Put every line of the items into a numbered list, beginning with the first line and ending after the line that has "[[0, 0, 630, 175]]". Leave out any blank lines.
-- START Exercise data --
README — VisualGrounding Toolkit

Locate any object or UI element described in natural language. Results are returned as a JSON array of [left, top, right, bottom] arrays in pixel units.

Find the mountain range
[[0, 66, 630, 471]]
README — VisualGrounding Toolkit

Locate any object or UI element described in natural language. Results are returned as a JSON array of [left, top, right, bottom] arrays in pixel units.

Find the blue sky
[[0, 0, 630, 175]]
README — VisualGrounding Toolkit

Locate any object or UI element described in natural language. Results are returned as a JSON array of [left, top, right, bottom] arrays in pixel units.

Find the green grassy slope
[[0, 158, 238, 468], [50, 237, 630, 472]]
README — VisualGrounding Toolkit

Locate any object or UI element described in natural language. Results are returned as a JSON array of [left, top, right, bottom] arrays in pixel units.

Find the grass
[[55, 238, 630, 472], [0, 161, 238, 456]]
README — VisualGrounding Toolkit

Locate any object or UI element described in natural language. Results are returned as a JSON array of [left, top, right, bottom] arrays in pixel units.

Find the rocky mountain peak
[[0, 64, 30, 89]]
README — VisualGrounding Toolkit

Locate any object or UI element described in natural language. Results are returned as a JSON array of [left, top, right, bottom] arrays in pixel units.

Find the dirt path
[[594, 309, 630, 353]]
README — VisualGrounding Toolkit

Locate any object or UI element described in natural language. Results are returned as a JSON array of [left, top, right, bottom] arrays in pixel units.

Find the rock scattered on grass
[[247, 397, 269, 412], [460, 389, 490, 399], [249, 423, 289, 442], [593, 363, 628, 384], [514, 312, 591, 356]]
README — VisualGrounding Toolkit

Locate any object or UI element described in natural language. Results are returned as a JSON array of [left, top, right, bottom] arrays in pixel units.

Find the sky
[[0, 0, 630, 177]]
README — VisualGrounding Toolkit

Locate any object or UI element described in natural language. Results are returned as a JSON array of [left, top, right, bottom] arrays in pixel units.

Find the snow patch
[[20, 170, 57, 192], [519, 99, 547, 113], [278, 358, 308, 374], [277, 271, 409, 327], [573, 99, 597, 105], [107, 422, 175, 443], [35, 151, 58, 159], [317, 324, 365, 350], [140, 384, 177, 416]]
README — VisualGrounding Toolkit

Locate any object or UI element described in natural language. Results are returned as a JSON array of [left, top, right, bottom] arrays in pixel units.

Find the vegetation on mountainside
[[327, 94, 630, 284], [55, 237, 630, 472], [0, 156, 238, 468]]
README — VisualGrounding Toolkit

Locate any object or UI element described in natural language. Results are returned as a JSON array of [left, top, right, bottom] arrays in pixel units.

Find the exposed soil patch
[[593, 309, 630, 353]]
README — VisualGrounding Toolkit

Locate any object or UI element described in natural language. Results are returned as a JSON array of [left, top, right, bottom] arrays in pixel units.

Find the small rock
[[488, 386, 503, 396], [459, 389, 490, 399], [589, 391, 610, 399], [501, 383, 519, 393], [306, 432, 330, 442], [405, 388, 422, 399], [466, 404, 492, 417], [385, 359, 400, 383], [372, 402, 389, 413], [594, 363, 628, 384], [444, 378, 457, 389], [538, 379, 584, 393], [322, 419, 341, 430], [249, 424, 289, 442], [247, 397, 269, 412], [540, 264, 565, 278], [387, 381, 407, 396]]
-- END Exercise data --
▶ Output:
1. README — VisualGrounding Toolkit
2. Locate any object or UI element described in natural language. Results are returned as a JSON array of [left, top, right, bottom] arrays in pixel units.
3. Find the mountain range
4. [[0, 66, 630, 471]]
5. README — VisualGrounding Toolkit
6. Locate any object or UI element described in natural language. Results are returned as a JSON array of [left, top, right, bottom] arrays in pixel units.
7. Find the blue sky
8. [[0, 0, 630, 175]]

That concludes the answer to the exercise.